[Dataset excerpts]
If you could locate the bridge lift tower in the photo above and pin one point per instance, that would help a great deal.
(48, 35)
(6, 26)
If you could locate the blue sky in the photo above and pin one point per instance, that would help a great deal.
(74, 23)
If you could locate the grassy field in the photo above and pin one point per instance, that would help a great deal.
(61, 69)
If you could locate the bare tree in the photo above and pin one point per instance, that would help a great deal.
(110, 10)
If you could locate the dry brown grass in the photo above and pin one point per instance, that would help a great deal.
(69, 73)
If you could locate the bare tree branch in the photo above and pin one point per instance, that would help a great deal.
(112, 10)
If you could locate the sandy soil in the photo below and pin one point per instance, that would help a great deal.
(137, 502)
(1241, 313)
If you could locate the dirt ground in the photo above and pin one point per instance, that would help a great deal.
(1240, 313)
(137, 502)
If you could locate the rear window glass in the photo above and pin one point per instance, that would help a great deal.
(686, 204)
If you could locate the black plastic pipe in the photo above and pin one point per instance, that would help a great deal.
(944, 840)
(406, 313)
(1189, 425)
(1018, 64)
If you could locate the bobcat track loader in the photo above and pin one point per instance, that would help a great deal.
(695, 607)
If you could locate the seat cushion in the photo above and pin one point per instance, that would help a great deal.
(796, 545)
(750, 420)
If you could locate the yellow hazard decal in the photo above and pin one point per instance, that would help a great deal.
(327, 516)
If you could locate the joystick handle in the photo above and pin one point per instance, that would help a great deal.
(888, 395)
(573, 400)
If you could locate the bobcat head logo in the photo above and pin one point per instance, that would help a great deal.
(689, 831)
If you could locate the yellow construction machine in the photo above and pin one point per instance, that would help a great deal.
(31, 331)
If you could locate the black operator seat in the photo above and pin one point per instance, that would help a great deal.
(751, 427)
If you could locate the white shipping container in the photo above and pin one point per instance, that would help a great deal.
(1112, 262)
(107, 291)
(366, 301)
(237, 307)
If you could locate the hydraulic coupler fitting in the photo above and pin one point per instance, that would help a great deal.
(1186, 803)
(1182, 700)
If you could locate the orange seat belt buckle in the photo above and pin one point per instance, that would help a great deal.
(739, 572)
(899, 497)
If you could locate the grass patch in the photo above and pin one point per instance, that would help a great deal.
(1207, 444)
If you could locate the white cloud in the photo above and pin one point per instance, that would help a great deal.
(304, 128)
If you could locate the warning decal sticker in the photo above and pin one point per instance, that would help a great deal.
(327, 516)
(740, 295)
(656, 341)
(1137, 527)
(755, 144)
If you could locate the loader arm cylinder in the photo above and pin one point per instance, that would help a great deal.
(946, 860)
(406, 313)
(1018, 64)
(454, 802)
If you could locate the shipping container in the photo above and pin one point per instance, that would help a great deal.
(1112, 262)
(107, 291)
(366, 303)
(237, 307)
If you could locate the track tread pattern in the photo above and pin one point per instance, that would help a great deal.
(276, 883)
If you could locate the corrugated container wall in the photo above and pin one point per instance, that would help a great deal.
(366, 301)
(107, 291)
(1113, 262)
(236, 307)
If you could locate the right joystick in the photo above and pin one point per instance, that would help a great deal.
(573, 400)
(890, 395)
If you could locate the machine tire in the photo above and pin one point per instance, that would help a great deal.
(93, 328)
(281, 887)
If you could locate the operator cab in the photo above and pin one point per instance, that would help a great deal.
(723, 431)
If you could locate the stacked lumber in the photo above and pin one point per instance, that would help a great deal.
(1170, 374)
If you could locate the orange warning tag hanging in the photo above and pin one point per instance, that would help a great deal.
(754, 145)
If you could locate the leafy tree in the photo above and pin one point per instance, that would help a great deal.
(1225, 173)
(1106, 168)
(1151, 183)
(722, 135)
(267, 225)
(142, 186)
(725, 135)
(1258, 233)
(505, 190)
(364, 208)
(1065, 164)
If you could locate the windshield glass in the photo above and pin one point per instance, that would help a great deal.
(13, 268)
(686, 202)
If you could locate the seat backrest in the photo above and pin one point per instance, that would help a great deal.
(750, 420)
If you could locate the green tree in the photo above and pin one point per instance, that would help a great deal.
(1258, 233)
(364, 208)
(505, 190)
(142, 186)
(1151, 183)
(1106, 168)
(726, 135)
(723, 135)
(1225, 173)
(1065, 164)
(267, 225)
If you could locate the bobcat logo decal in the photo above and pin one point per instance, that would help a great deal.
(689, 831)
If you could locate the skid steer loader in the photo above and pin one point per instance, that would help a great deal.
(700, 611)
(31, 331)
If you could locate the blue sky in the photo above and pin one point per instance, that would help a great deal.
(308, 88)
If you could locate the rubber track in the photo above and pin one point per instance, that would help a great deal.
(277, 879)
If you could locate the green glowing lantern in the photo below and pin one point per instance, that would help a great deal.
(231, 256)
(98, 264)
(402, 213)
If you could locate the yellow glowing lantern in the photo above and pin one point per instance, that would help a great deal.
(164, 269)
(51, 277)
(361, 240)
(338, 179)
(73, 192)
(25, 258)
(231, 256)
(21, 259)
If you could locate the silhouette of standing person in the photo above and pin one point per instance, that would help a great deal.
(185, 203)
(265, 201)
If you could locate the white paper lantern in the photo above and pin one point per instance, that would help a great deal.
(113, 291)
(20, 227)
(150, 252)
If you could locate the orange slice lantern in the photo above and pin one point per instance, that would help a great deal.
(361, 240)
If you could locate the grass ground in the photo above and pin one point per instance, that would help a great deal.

- **THE PROBLEM**:
Full repetition needed. Write out every entry above exactly as given.

- **ANSWER TO THIS TASK**:
If you could locate the bridge lift tower in the photo above and pin one point per instance, that would help a great deal.
(48, 35)
(6, 26)
If you could locate the blue sky in the photo above and pin one point per instance, that would help a great deal.
(74, 23)
If you could locate the grassy field in the photo above and pin one point per instance, that would help a great deal.
(61, 69)
If you could locate the bare tree in the photo above and pin one point per instance, that would help a great deal.
(110, 10)
If you could locate the dry brown grass in the photo above and pin one point per instance, that would help a great deal.
(69, 73)
If you could locate the bare tree branch in the photo above and pin one point per instance, that would help a great deal.
(112, 10)
If you could locate the sandy soil in the photo below and pin one point per instance, that would help a great deal.
(137, 502)
(1241, 313)
If you could locate the dirt ground in the photo above and pin one point per instance, that would help a great deal.
(1240, 313)
(137, 502)
If you could locate the rear window glass in the photo above and pin one point per instance, that would help a great deal.
(686, 204)
If you could locate the black plastic pipe in the photo above and pin one point per instance, that would help a great deal.
(944, 840)
(406, 313)
(1189, 425)
(1018, 64)
If you could locate the bobcat track loader in the photo above and pin one point per instance, that would help a great deal.
(695, 607)
If you could locate the seat cushion in the photo above and pin one point per instance, that would help a great deal.
(796, 545)
(750, 420)
If you could locate the yellow hazard decal in the photo above and pin one point per instance, that would help a great deal.
(327, 516)
If you could locate the joystick handle in the photo above and pin one point per instance, that would help a great deal.
(888, 395)
(573, 400)
If you could locate the bobcat head logo in the photo above and pin one point per instance, that would help a great deal.
(689, 831)
If you could locate the yellow construction machine in the photo above and pin one point per instance, that would help a great deal.
(31, 331)
If you could locate the black operator seat in the photo above and pin one point per instance, that would help a great deal.
(751, 427)
If you could locate the white shipping container in the photo above and pin one point per instance, that would help a great deal.
(1112, 262)
(107, 291)
(366, 301)
(237, 307)
If you could locate the hydraulic coupler fitting in the photo above and pin one point per instance, that would help a great deal.
(1186, 803)
(1182, 700)
If you could locate the orange seat belt buckle in the photo above and pin one point per instance, that would help a great deal.
(739, 572)
(899, 497)
If you could locate the grass patch in the photo above and pin one point per instance, that would help a great deal.
(1207, 444)
If you could locate the white cloud in the photo above and pin one point per instance, that would help a great deal.
(304, 128)
If you could locate the warning decal sticker in the photo above and pin one point per instance, that would help a great deal.
(327, 516)
(740, 295)
(656, 341)
(1137, 527)
(755, 144)
If you could locate the loader arm cylinder in the photo above and pin one point per instance, that would help a great deal.
(946, 860)
(406, 313)
(1018, 64)
(454, 802)
If you could locate the shipping container in the photo above and pin one point per instance, that would help a great deal.
(1112, 262)
(107, 291)
(366, 303)
(237, 307)
If you could locate the track tread pattern in the photo above and pin one point per instance, that would help a great deal.
(276, 883)
If you could locate the corrugated container wall in the photo above and pin one point per instance, that would help a great deal.
(366, 301)
(107, 291)
(1113, 262)
(236, 307)
If you could locate the right joystick in the photo above and pin one point per instance, that would help a great deal.
(573, 400)
(890, 395)
If you could locate the machine tire in the photo above and pin one point per instance, that would help a great deal.
(93, 328)
(281, 887)
If you could locate the operator cab in the photo above and pin one point per instance, that would help a great deal.
(723, 431)
If you could locate the stacked lumber in the photo above and pin one point per instance, that would help a great deal.
(1170, 374)
If you could locate the orange warning tag hanging in the photo above and pin one point per instance, that would help a great deal.
(754, 145)
If you could locate the leafy tree in the photo above and pin one point per instance, that would help a great deal.
(1225, 173)
(1106, 168)
(1151, 183)
(722, 135)
(267, 225)
(142, 186)
(725, 135)
(1258, 233)
(505, 190)
(364, 208)
(1065, 164)
If you could locate the windshield glass in the photo above and pin one point per instance, that would help a great deal.
(13, 268)
(686, 202)
If you could locate the seat backrest in the photo above and pin one point per instance, that would help a great deal.
(750, 420)
If you could locate the green tree in the photo above and pin one point per instance, that would help a great deal.
(1258, 233)
(364, 208)
(505, 190)
(142, 186)
(1151, 183)
(1106, 168)
(726, 135)
(723, 135)
(1225, 173)
(1065, 164)
(267, 225)
If you could locate the bobcat logo decal in the photo above and pin one point per instance, that would help a great deal.
(689, 831)
If you could locate the skid steer loader in the photo above and pin one point per instance, that would help a great deal.
(700, 611)
(31, 331)
If you could locate the blue sky in the photo above and pin one point per instance, that would help a great deal.
(308, 88)
If you could locate the rubber track in the photo above and pin one point per instance, that would help a great deal.
(277, 879)
If you could locate the green glowing lantern in the photo below and pin one point per instance, that would help a great deal.
(231, 256)
(98, 264)
(402, 213)
If you could locate the yellow glowing lantern in the photo above and pin one point per instance, that would help a great deal.
(164, 269)
(51, 277)
(361, 240)
(338, 179)
(73, 192)
(25, 258)
(231, 256)
(21, 259)
If you could locate the silhouette of standing person in the photo above and pin one point per instance, that would help a great deal.
(185, 203)
(265, 201)
If you could locate the white paper lantern in the photo above and pin one point per instance, that would help a great deal.
(113, 291)
(20, 227)
(150, 252)
If you could locate the orange slice lantern in the photo above and pin one point per instance, that would help a great deal.
(361, 240)
If you could locate the grass ground in the photo above and pin one point per instance, that would help a great deal.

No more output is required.